• What you have to do
Return every line of the material exactly.
(Beginning of Material provided)
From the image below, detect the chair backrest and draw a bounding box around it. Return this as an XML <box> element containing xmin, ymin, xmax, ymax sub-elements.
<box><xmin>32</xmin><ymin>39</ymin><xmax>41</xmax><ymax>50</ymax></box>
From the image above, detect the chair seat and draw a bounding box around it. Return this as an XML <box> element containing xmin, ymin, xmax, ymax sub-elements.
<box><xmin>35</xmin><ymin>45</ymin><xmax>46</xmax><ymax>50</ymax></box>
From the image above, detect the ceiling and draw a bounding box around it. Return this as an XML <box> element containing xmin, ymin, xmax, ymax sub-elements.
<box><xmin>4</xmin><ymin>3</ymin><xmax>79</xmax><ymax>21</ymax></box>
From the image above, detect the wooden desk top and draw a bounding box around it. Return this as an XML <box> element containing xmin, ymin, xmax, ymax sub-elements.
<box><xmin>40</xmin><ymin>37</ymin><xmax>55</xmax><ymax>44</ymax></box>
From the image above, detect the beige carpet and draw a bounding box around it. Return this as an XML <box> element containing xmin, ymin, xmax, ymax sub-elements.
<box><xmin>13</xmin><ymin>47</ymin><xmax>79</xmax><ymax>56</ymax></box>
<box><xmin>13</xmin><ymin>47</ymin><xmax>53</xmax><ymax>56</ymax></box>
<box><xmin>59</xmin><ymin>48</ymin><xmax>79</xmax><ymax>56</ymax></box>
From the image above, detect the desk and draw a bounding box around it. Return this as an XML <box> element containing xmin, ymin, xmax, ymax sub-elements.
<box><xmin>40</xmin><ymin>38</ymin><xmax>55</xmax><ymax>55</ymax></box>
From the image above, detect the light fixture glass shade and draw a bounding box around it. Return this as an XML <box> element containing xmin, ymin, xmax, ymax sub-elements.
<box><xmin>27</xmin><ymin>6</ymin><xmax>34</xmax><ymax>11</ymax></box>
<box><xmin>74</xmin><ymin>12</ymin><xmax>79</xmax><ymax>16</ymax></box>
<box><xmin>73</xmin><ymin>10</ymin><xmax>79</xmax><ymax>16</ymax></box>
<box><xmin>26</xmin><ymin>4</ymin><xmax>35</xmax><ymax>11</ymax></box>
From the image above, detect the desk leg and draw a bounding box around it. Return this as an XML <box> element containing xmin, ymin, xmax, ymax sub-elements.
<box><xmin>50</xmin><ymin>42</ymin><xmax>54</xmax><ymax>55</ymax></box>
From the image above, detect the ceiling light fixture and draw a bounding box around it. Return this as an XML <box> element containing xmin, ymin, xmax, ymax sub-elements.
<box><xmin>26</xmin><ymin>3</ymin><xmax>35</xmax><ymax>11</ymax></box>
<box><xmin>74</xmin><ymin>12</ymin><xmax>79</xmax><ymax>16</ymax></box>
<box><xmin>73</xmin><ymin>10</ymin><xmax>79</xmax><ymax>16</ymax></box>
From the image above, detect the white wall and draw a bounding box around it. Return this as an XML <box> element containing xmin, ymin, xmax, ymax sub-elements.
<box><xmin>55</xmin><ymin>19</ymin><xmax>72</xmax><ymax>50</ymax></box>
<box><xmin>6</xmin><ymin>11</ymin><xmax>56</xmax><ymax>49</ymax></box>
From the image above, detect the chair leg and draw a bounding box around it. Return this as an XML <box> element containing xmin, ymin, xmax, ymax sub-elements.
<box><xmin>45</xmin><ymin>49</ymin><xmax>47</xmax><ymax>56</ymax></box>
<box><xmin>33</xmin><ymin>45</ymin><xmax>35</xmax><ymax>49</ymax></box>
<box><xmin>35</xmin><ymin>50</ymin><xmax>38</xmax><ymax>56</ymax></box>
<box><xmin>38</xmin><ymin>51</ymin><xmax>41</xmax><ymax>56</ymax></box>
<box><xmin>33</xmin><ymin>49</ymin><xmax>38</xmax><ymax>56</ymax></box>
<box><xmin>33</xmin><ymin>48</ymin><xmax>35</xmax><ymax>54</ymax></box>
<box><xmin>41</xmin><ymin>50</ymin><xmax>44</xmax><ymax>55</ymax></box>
(End of Material provided)
• Solution for this exercise
From the image below, detect the chair backrest and draw a bounding box around it. Return this as an XML <box> element containing xmin, ymin, xmax, ymax sub-elements.
<box><xmin>32</xmin><ymin>39</ymin><xmax>41</xmax><ymax>50</ymax></box>
From the image above, detect the chair seat and draw a bounding box around it. Return this as an XML <box> element containing xmin, ymin, xmax, ymax sub-elements.
<box><xmin>35</xmin><ymin>45</ymin><xmax>46</xmax><ymax>50</ymax></box>
From the image above, detect the ceiling and draw a bounding box around it. Return this as an XML <box> element containing xmin, ymin, xmax, ymax sub-elements.
<box><xmin>4</xmin><ymin>3</ymin><xmax>79</xmax><ymax>21</ymax></box>
From the image above, detect the wooden desk top and draw a bounding box around it. Return this as an XML <box> element containing xmin, ymin, xmax, ymax sub-elements.
<box><xmin>40</xmin><ymin>37</ymin><xmax>55</xmax><ymax>44</ymax></box>
From the image above, detect the beige carpet and draw a bounding box around it. Return this as an XML <box> element containing xmin, ymin, xmax, ymax sub-elements.
<box><xmin>13</xmin><ymin>47</ymin><xmax>79</xmax><ymax>56</ymax></box>
<box><xmin>13</xmin><ymin>47</ymin><xmax>53</xmax><ymax>56</ymax></box>
<box><xmin>59</xmin><ymin>48</ymin><xmax>79</xmax><ymax>56</ymax></box>
From the image above, detect the desk and draw a bounding box around it. Return this as an XML <box> element containing xmin, ymin, xmax, ymax sub-elements.
<box><xmin>40</xmin><ymin>38</ymin><xmax>55</xmax><ymax>55</ymax></box>
From the image above, detect the light fixture glass shade and draw a bounding box around it. Return this as an XML <box> element containing xmin, ymin, xmax, ymax sub-elements.
<box><xmin>27</xmin><ymin>6</ymin><xmax>34</xmax><ymax>11</ymax></box>
<box><xmin>74</xmin><ymin>12</ymin><xmax>79</xmax><ymax>16</ymax></box>
<box><xmin>73</xmin><ymin>10</ymin><xmax>79</xmax><ymax>16</ymax></box>
<box><xmin>26</xmin><ymin>4</ymin><xmax>35</xmax><ymax>11</ymax></box>
From the image above, detect the desk leg and draw a bounding box around it. Return this as an XML <box> element containing xmin, ymin, xmax, ymax sub-elements.
<box><xmin>50</xmin><ymin>42</ymin><xmax>54</xmax><ymax>55</ymax></box>
From the image above, detect the ceiling light fixture and draw a bounding box around it. Return this as an XML <box> element containing xmin, ymin, xmax, ymax sub-elements.
<box><xmin>26</xmin><ymin>3</ymin><xmax>35</xmax><ymax>11</ymax></box>
<box><xmin>74</xmin><ymin>12</ymin><xmax>79</xmax><ymax>16</ymax></box>
<box><xmin>73</xmin><ymin>10</ymin><xmax>79</xmax><ymax>16</ymax></box>
From the image above, detect the white wall and draw a bounding box around it. Return this as an XML <box> element containing xmin, ymin, xmax, ymax sub-elements.
<box><xmin>55</xmin><ymin>19</ymin><xmax>72</xmax><ymax>50</ymax></box>
<box><xmin>6</xmin><ymin>11</ymin><xmax>56</xmax><ymax>49</ymax></box>
From the image above, detect the chair leg and draw a bounding box around it. Return this as an XML <box> element containing xmin, ymin, xmax, ymax sub-elements.
<box><xmin>45</xmin><ymin>49</ymin><xmax>47</xmax><ymax>56</ymax></box>
<box><xmin>33</xmin><ymin>45</ymin><xmax>35</xmax><ymax>49</ymax></box>
<box><xmin>35</xmin><ymin>50</ymin><xmax>38</xmax><ymax>56</ymax></box>
<box><xmin>38</xmin><ymin>51</ymin><xmax>41</xmax><ymax>56</ymax></box>
<box><xmin>33</xmin><ymin>49</ymin><xmax>38</xmax><ymax>56</ymax></box>
<box><xmin>33</xmin><ymin>48</ymin><xmax>35</xmax><ymax>54</ymax></box>
<box><xmin>41</xmin><ymin>50</ymin><xmax>44</xmax><ymax>55</ymax></box>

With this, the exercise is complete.